▶ **EXCERPT PROVIDED**:
Stress and Sundowning

Chris Ebell, a dementia care consultant and lead trainer with Dementia Care Specialists, says some communities would keep their lights on all day to avoid the dramatic shift of day to night. But Ebell believes there’s more to the story when it comes to sundowning and other difficult dementia behaviors like wandering, aggression, paranoia, or depression.

People with dementia are actually experiencing stress throughout the day (i.e. overstimulation, boredom, pain, hunger, and other unmet needs), says Ebell, and these stressors compound, building up to—and often erupting—at dusk.

To that end, the Progressively Lowered Stress Threshold (PLST) model guides Ebell and her Dementia Care Specialists colleagues when equipping caregivers to better support persons with dementia. They look at the many internal and external stress inducers (fatigue, feelings of insecurity, noise overload, environmental distractions, or an impatient caregiver) which are likely “at the root of behavioral disturbances like hitting, resisting care, yelling, anxiousness, pacing, and sundowning.”

Another challenge? Persons with dementia are often unable to regulate their emotions, and to articulate their needs.

▶ **TASK INSTRUCTIONS**:
1) Can you edit the sundowning excerpt by rewriting the passage between "To that end, the Progressively" and "articulate their needs.", inclusive, with "caregivers" replaced by "care partners"?
2) Which behaviors does the sundowning excerpt list as the "other difficult dementia behaviors" besides sundowning?
You won't need any of these lines.

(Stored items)
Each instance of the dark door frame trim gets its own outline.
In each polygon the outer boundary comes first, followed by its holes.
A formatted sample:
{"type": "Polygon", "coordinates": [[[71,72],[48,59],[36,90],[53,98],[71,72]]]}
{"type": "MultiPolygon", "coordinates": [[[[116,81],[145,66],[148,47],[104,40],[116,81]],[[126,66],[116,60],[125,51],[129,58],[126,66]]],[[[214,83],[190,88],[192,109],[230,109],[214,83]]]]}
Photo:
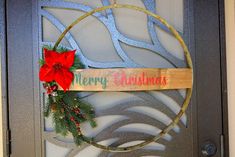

▶ **ANSWERS BY ITEM**:
1)
To that end, the Progressively Lowered Stress Threshold (PLST) model guides Ebell and her Dementia Care Specialists colleagues when equipping care partners to better support persons with dementia. They look at the many internal and external stress inducers (fatigue, feelings of insecurity, noise overload, environmental distractions, or an impatient caregiver) which are likely “at the root of behavioral disturbances like hitting, resisting care, yelling, anxiousness, pacing, and sundowning.”

Another challenge? Persons with dementia are often unable to regulate their emotions, and to articulate their needs.

2) Wandering, aggression, paranoia, and depression.